Duplicate the lines that follow without changing any character.

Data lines
:::::

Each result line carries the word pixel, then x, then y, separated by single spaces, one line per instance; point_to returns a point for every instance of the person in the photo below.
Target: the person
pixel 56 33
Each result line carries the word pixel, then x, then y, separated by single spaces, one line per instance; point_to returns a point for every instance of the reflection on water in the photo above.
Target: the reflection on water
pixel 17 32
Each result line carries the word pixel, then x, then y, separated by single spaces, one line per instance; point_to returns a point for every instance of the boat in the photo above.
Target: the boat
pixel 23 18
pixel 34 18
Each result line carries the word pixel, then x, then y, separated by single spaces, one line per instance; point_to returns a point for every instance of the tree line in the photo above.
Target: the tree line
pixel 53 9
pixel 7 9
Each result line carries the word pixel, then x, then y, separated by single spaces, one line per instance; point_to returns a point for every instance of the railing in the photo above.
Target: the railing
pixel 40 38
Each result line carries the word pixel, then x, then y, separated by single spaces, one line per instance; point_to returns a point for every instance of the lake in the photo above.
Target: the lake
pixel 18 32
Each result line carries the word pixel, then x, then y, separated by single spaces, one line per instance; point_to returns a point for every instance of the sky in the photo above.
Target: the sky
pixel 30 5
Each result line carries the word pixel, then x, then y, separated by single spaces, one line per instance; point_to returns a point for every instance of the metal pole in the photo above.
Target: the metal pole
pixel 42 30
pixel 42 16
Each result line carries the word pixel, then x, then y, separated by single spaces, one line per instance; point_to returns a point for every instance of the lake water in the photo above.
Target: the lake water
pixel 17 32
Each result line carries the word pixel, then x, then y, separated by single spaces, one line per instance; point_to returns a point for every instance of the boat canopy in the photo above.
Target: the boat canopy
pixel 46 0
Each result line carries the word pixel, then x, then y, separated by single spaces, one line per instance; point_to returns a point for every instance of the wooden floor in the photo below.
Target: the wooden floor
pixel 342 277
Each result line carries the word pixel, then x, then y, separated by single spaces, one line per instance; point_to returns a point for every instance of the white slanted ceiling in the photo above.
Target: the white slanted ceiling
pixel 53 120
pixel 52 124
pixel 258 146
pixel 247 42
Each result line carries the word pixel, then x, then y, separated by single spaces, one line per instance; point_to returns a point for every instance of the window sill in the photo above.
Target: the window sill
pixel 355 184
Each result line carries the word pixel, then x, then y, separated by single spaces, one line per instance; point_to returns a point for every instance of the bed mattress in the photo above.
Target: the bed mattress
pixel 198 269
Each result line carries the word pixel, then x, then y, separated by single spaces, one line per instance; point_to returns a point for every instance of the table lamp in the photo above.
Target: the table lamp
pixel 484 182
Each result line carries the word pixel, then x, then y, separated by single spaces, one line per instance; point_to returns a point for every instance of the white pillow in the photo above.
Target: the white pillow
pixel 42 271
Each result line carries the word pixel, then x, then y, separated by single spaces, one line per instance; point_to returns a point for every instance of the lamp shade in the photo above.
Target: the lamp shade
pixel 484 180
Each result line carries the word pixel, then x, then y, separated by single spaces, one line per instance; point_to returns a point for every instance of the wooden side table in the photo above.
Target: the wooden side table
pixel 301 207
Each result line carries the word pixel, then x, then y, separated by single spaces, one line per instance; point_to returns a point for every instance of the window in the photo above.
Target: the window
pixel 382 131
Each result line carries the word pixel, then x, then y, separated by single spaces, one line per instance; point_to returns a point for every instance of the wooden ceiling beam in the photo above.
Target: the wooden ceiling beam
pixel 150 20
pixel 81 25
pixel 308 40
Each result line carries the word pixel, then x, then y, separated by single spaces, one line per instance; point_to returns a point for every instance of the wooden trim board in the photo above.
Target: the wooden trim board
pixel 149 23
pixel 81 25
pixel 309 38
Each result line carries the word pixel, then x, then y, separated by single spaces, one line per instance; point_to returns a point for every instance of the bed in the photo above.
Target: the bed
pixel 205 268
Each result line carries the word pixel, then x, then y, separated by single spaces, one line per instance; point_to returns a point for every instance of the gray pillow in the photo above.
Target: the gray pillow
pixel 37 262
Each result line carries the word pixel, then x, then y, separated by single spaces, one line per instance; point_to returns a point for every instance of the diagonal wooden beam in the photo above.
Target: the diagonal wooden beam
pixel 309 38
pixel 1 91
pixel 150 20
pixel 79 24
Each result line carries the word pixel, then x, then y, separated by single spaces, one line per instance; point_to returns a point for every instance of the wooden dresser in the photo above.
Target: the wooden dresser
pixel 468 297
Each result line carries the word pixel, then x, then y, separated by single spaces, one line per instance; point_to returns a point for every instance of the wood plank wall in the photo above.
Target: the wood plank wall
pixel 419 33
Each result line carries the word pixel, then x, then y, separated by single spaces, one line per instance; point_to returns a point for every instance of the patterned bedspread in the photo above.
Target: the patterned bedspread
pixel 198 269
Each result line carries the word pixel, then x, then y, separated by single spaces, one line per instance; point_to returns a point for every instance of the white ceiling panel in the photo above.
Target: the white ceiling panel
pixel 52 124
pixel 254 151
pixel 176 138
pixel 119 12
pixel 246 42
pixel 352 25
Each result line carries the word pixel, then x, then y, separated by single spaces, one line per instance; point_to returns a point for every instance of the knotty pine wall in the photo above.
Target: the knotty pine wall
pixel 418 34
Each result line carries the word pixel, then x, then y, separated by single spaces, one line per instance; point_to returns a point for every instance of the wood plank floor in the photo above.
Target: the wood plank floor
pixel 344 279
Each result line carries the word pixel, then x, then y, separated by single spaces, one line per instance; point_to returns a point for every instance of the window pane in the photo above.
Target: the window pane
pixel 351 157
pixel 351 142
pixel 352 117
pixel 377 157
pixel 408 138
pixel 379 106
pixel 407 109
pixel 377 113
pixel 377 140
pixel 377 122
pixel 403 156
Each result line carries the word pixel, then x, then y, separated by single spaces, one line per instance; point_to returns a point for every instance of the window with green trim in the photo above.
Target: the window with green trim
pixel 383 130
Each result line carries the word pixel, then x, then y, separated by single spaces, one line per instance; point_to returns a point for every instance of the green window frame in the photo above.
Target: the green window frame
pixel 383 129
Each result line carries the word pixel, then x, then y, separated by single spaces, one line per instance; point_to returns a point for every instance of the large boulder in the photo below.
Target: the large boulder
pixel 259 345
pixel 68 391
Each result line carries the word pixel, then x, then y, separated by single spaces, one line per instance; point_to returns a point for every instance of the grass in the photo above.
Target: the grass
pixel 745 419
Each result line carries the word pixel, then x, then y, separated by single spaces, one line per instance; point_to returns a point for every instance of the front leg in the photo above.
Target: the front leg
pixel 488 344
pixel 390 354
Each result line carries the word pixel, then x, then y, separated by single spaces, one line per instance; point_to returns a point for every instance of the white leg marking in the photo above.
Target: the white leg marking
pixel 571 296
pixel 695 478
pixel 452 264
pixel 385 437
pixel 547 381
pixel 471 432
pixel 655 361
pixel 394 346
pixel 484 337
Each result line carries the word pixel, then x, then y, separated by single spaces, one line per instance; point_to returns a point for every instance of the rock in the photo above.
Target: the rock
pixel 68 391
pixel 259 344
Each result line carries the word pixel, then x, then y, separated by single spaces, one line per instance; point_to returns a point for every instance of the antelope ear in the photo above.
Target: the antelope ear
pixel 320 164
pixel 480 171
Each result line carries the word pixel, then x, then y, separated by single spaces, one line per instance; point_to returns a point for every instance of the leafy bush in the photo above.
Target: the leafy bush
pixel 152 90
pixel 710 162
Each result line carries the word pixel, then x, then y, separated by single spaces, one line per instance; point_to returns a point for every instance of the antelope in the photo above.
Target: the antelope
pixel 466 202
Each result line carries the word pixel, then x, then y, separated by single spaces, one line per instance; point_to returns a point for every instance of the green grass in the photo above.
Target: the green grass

:::::

### ANSWER TO THE PROBLEM
Each result line carries the word pixel, then x, then y, separated by single spaces, one line per instance; point_to returns a point for every instance of the person in the photo below.
Target: the person
pixel 56 33
Each result line carries the word pixel, then x, then y, separated by single spaces, one line per instance; point_to returns a point for every instance of the reflection on water in the photo above.
Target: the reflection on water
pixel 17 32
Each result line carries the word pixel, then x, then y, separated by single spaces, one line per instance; point_to returns a point for every instance of the boat in the photo above.
Target: the boat
pixel 23 18
pixel 34 18
Each result line carries the word pixel, then x, then y, separated by single spaces, one line per instance; point_to returns a point for every instance of the tree line in the photo above.
Target: the tree line
pixel 53 9
pixel 7 9
Each result line carries the word pixel, then x, then y, separated by single spaces, one line per instance; point_to returns a point for every instance of the railing in the photo above.
Target: the railing
pixel 40 38
Each result line carries the word pixel, then x, then y, separated by single spaces, one line per instance; point_to returns a point for every instance of the lake in the photo above.
Target: the lake
pixel 18 32
Each result line carries the word pixel, then x, then y, separated by single spaces, one line per instance; point_to returns a point for every instance of the sky in the photo above.
Target: the sky
pixel 30 5
Each result line carries the word pixel, then x, then y, separated by single spaces, one line per instance; point_to returns a point for every instance of the metal pole in the photo above.
Target: the metal pole
pixel 42 30
pixel 42 16
Each result line carries the word pixel, then x, then y, separated by single spaces, one line per instance; point_to returns a point for every instance of the lake water in the photo above.
Target: the lake water
pixel 17 32
Each result line carries the word pixel, then x, then y, separated by single spaces, one line per instance; point_to returns a point for every instance of the boat canopy in the photo above.
Target: the boat canopy
pixel 46 0
Each result line carries the word pixel, then x, then y, separated by single spaces, one line per instance; point_to returns a point for every instance of the wooden floor in the photo below.
Target: the wooden floor
pixel 342 277
Each result line carries the word pixel, then x, then y, separated by single spaces, one line per instance; point_to returns a point for every instance of the white slanted ceiling in the photo above.
Target: the white slanted ceiling
pixel 53 120
pixel 52 124
pixel 258 146
pixel 247 42
Each result line carries the word pixel, then x, then y, separated by single spaces, one line per instance; point_to returns a point for every instance of the window sill in the photo above.
Target: the window sill
pixel 355 184
Each result line carries the word pixel, then x, then y, separated by single spaces, one line per instance; point_to returns a point for every instance of the bed mattress in the photo above.
Target: the bed mattress
pixel 198 269
Each result line carries the word pixel, then x, then y, separated by single spaces, one line per instance; point_to returns a point for every instance of the table lamp in the photo above.
Target: the table lamp
pixel 484 182
Each result line carries the word pixel, then x, then y, separated by single spaces, one line per instance; point_to returns a point for every instance of the white pillow in the photo above.
Target: the white pillow
pixel 42 271
Each result line carries the word pixel, then x, then y, separated by single spaces, one line per instance; point_to returns a point for every instance of the lamp shade in the photo above.
Target: the lamp shade
pixel 484 180
Each result line carries the word pixel, then x, then y, separated by single spaces, one line per instance; point_to returns a point for every instance of the wooden side table in the photo above.
Target: the wooden side table
pixel 301 207
Each result line carries the word pixel, then x, then y, separated by single spaces, one line per instance; point_to returns a point for every instance of the window in the photo above.
Target: the window
pixel 382 131
Each result line carries the word pixel, then x, then y, separated by single spaces, one line per instance; point_to returns a point for every instance of the wooden ceiling beam in the photo above.
Target: the wooden ceiling beam
pixel 150 20
pixel 81 25
pixel 308 40
Each result line carries the word pixel, then x, then y, separated by single spaces, one line per instance; point_to returns a point for every instance of the wooden trim board in the photo above.
Target: the wooden trim board
pixel 149 23
pixel 81 25
pixel 309 38
Each result line carries the word pixel, then x, then y, separated by single spaces, one line per instance; point_to returns a point for every instance of the bed in the photo above.
Target: the bed
pixel 205 268
Each result line carries the word pixel, then x, then y, separated by single spaces, one line per instance; point_to returns a point for every instance of the gray pillow in the photo above.
Target: the gray pillow
pixel 37 262
Each result line carries the word pixel, then x, then y, separated by single spaces, one line per instance; point_to returns a point for every instance of the diagonal wooden beam in the photo above.
Target: the diagonal wooden beam
pixel 309 38
pixel 1 91
pixel 150 20
pixel 79 24
Each result line carries the word pixel, then x, then y, separated by single spaces, one line per instance; point_to returns a point for every instance of the wooden dresser in the photo above.
Target: the wooden dresser
pixel 468 297
Each result line carries the word pixel, then x, then y, separated by single spaces, one line per instance; point_to returns a point for every instance of the wood plank wall in the photo above.
Target: the wood plank wall
pixel 419 33
Each result line carries the word pixel, then x, then y, separated by single spaces, one line per instance; point_to returns a point for every instance of the patterned bedspread in the photo above.
Target: the patterned bedspread
pixel 198 269
Each result line carries the word pixel, then x, then y, separated by single spaces, one line per instance; point_to returns a point for every instance of the white ceiling panel in the photo above.
Target: the white ceiling panel
pixel 52 124
pixel 254 151
pixel 176 138
pixel 119 12
pixel 246 42
pixel 352 25
Each result line carries the word pixel, then x, then y, separated by single spaces, one line per instance; point_to returns a point for every instance of the knotty pine wall in the photo above.
Target: the knotty pine wall
pixel 418 34
Each result line carries the word pixel, then x, then y, separated by single spaces, one line per instance; point_to returns a point for every instance of the wood plank floor in the photo above.
Target: the wood plank floor
pixel 344 279
Each result line carries the word pixel, then x, then y, separated by single spaces, one line per instance; point_to returns a point for every instance of the window pane in the photo above.
Target: the window pane
pixel 351 157
pixel 351 142
pixel 352 117
pixel 377 157
pixel 408 138
pixel 379 106
pixel 407 109
pixel 377 113
pixel 377 140
pixel 377 122
pixel 403 156
Each result line carries the word pixel, then x, then y, separated by single spaces, one line per instance; point_to returns a point for every instance of the window with green trim in the photo above.
Target: the window with green trim
pixel 383 130
Each result line carries the word pixel, then x, then y, separated by single spaces, one line per instance; point_to returns a point for every instance of the green window frame in the photo above.
Target: the green window frame
pixel 383 129
Each result line carries the word pixel, then x, then y, separated by single spaces, one line per instance; point_to returns a point for every instance of the large boulder in the photo below.
Target: the large boulder
pixel 259 345
pixel 68 391
Each result line carries the word pixel, then x, then y, separated by single spaces, one line per instance; point_to returns a point for every instance of the grass in the photo above.
Target: the grass
pixel 745 419
Each result line carries the word pixel, then x, then y, separated by single spaces, one line per instance; point_to returns a point for every instance of the front leg in the photo above.
Target: the front leg
pixel 488 344
pixel 390 354
Each result line carries the word pixel, then x, then y, separated by single spaces, one line per instance; point_to returns a point for every instance of the white leg marking in the photo above.
Target: the white leg marking
pixel 571 296
pixel 695 478
pixel 452 264
pixel 385 437
pixel 547 381
pixel 471 432
pixel 655 361
pixel 394 346
pixel 484 337
Each result line carries the word pixel, then x, then y, separated by single spaces, one line per instance; point_to returns a point for every instance of the rock in the photo above.
Target: the rock
pixel 68 391
pixel 259 344
Each result line carries the word pixel, then x, then y, separated by single spaces, one line per instance; point_to returns a point for every instance of the antelope ear in the photo above.
Target: the antelope ear
pixel 320 164
pixel 480 171
Each result line carries the word pixel, then x, then y, separated by single spaces, one line per instance; point_to returns a point for every instance of the leafy bush in the photo above.
Target: the leafy bush
pixel 152 90
pixel 710 162
Each result line carries the word pixel, then x, then y, separated by single spaces, one line per instance; point_to returns a point for every instance of the antelope in the photo above.
Target: the antelope
pixel 466 202
Each result line carries the word pixel, then x, then y, separated by single spaces, one line per instance; point_to returns a point for every instance of the green grass in the photo above.
Target: the green grass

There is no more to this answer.